─── EXERCISE INPUT ───

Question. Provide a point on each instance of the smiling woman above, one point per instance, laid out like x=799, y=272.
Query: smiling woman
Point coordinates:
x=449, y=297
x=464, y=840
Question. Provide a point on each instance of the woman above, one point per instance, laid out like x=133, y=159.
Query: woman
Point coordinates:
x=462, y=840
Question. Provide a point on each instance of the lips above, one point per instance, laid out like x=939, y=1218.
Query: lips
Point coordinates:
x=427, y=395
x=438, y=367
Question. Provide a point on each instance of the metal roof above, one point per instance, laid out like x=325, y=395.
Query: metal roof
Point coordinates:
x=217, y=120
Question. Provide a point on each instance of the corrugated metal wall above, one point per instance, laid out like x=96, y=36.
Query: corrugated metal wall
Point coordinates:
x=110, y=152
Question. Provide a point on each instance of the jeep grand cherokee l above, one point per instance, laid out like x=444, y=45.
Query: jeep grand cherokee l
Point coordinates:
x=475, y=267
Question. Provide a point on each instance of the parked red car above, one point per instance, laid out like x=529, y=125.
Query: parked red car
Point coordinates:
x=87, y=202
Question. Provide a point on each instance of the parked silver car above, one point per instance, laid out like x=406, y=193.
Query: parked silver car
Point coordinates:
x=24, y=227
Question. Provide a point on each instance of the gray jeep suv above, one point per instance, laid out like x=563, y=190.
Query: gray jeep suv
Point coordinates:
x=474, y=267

───

**TO DO:** Copy all of the items above word for word, line by line.

**RESPONSE TO THIS EXERCISE:**
Question. Provide a point on each instance of the smiling woman above, one point per instance, laid out like x=799, y=272.
Query: smiling woman
Point coordinates:
x=449, y=297
x=464, y=840
Question. Provide a point on each instance of the woman above, one point per instance, laid out like x=133, y=159.
Query: woman
Point coordinates:
x=462, y=840
Question. Provide a point on each instance of the lips above, one point per instance, laid out like x=939, y=1218.
Query: lips
Point coordinates:
x=427, y=395
x=438, y=367
Question. Provide a point on each instance of the metal roof above, one point per instance, laid out like x=325, y=395.
Query: metal roof
Point coordinates:
x=217, y=120
Question. Provide a point on each instance of the corrugated metal wall above, one point per instance, laid out like x=96, y=36.
Query: corrugated metal wall
Point coordinates:
x=110, y=152
Question. Provide a point on each instance of the jeep grand cherokee l above, one point per instance, laid out like x=444, y=45.
Query: jeep grand cherokee l
Point coordinates:
x=475, y=267
Question. Provide a point on each instance of the parked red car above, one point per instance, laid out like x=529, y=125.
Query: parked red car
Point coordinates:
x=87, y=202
Question. Provide a point on each instance of the parked silver car above, one point per instance, laid out like x=406, y=193.
Query: parked silver car
Point coordinates:
x=24, y=227
Question. Provide a point on each instance of the gray jeep suv above, one point per instance, laid out like x=563, y=190.
Query: gray jeep suv
Point coordinates:
x=474, y=267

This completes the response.